▸ **Task details**
Return the stretch from "Here's the letter" through "terror and despair." in the message-board post, copied word for word.

▸ **Extracted text**
I've been trying to draft a letter to my BPD daughter, C. She's in her mid twenties and recently, after years of drugs, alcohol, a suicide attempt, self-harm etc, she announced she wanted to 'become a man'. She has never wanted to me a man before and this bizarre decidion a result of her mental state. Unfortunately she's convinced a gay psychiatrist with an agenda of his own, that she should take male hormones. He gave her a prescription.
We tried reasoning with her to no avail. At last in desperation, to try to dissuade her from this drastic and irreversible step, we - her family - estranged ourselves from her since February this year. Once before, this tactic worked when we cut off communication after years of begging her to get help, and she at last went into rehab.
It was a last resort, it killed us to do it, and this time it didn't work.
Now she's started on the hormones. I tried to contact her recently and she sent a couple of texts then stopped. She won't communicate with us.
Here's the letter I've drafted. I've taken into account many of the helpful suggestions given by the amazing people on this message board.
I would be very grateful for anyone's input.
I understand that you think this step with hormones will make you happier. I understand you think C was a bad person and a new person can have a better life.
I'm sorry our ceasing communication with you made you feel sad. Of course, anyone would feel the same. I certainly did.
I care about how this affects you. You are important to me.
The only thing I can do is admit that I made a mistake by ceasing communication with you.
But I did it out of terror and despair.
I was trying to do the right thing but I did not know what the right thing was. I am not superhuman. I am just a sad, tired, bewildered Mum trying to do her best.
When you told us you were going to take hormones to make yourself look like a boy, I was scared the hormones would mess up your biology, ruin your fertility and put you at risk of cancers. I was scared because, in the USA at least, the national suicide rate is 3 per 100,000 people but the transsexual suicide rate is 31,000 per 100,000 people. I was scared because I believed that when you found out it was not being female that made you sad, but Borderline Personality Disorder and the drugs you take to mask the pain of BPD, you would be so horrified at having taken this step that you might do something even more drastic. I was scared because I would lose the daughter I know and love. I was scared because the process is irreversible. I was scared because I believed you had unrealistic expectations of the hormones. I believed you thought you would look like a hot teenage dude, and I believed that realistically you will always look like a bearded lady. I believed you didn't consider that you will get male pattern baldness in middle age. I was scared that people would behave as if you were a freak.

▸ **Data shown**

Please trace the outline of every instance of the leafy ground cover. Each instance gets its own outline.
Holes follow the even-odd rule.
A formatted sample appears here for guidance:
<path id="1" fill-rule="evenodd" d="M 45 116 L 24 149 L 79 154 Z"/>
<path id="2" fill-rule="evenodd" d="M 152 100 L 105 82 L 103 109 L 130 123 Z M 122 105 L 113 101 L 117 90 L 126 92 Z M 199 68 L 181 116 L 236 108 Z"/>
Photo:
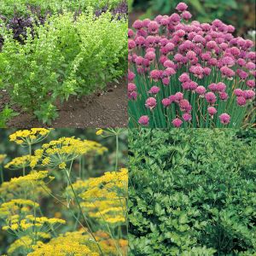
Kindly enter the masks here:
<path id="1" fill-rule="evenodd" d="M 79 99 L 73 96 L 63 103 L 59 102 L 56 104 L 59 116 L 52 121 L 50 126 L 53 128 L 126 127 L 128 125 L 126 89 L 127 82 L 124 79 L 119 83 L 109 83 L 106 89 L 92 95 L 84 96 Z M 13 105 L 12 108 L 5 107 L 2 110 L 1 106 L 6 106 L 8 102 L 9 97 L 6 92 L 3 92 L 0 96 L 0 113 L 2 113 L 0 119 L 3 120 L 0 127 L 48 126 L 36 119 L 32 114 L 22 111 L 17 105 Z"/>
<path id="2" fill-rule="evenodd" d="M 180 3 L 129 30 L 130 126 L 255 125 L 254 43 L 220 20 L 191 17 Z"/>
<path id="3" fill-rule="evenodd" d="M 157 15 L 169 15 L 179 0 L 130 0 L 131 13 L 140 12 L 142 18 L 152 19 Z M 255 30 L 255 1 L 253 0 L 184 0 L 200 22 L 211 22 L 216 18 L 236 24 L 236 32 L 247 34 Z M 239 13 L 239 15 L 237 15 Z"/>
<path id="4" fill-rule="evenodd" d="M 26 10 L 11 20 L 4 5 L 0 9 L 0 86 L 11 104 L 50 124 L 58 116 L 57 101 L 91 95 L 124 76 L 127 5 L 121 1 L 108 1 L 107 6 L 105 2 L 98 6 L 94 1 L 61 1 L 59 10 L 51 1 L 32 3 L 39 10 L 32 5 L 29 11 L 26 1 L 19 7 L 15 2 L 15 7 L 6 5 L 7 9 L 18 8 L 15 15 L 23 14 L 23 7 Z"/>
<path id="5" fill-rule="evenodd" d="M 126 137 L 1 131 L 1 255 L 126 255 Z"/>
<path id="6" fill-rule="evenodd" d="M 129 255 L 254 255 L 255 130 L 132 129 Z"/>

▸ **Response below**
Here's the letter I've drafted. I've taken into account many of the helpful suggestions given by the amazing people on this message board.
I would be very grateful for anyone's input.
I understand that you think this step with hormones will make you happier. I understand you think C was a bad person and a new person can have a better life.
I'm sorry our ceasing communication with you made you feel sad. Of course, anyone would feel the same. I certainly did.
I care about how this affects you. You are important to me.
The only thing I can do is admit that I made a mistake by ceasing communication with you.
But I did it out of terror and despair.